### [Text shown]
--- --- ---
These are all components that make up this tiny feed item. So instead of diving straight into building said item with intentions to tackle it all at once, focus on building out the separate functionality one-by-one to make creating what you’re aiming to achieve much easier on yourself.
Once you finish one thing, go on to the next. Maybe create a dropdown menu one day and a video muting feature the next. All that matters is that you’re tackling the creation of what you’re aiming to achieve in the most modular way you possibly can.
How it can be applied to business:
- Take your business idea and deconstruct it into the tiniest imaginable, achievable components
- Instead of having one large team for a given department, adopt agile methods to form small teams with very focused directories
- Break apart each step it takes to build a substantial business and focus on achieving one thing at a time instead of all things at once — paradoxically this will move things along at a much faster rate since it’ll be more seamless
III. Recycling the Old To Make The New
As I briefly mentioned before, a huge part of the component-based strategy is recycling the old to piece together something authentically new.
In essence, this is the whole purpose of component-based design. It tactfully influences the recycling of old, proven material and components. This allows you to save time by simply not repeating what was already done before.
--- --- ---
### [Given data]
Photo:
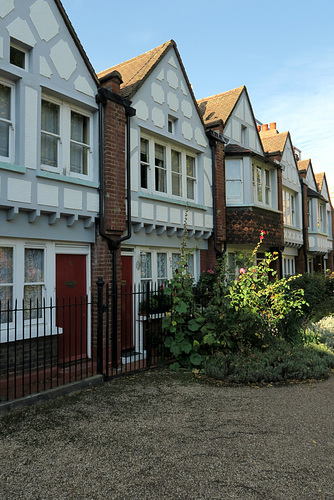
--- --- ---
### [Task directions]
In the text on component-based design above, what two features are suggested for building on separate days?

### [Task result]
A dropdown menu one day and a video muting feature the next.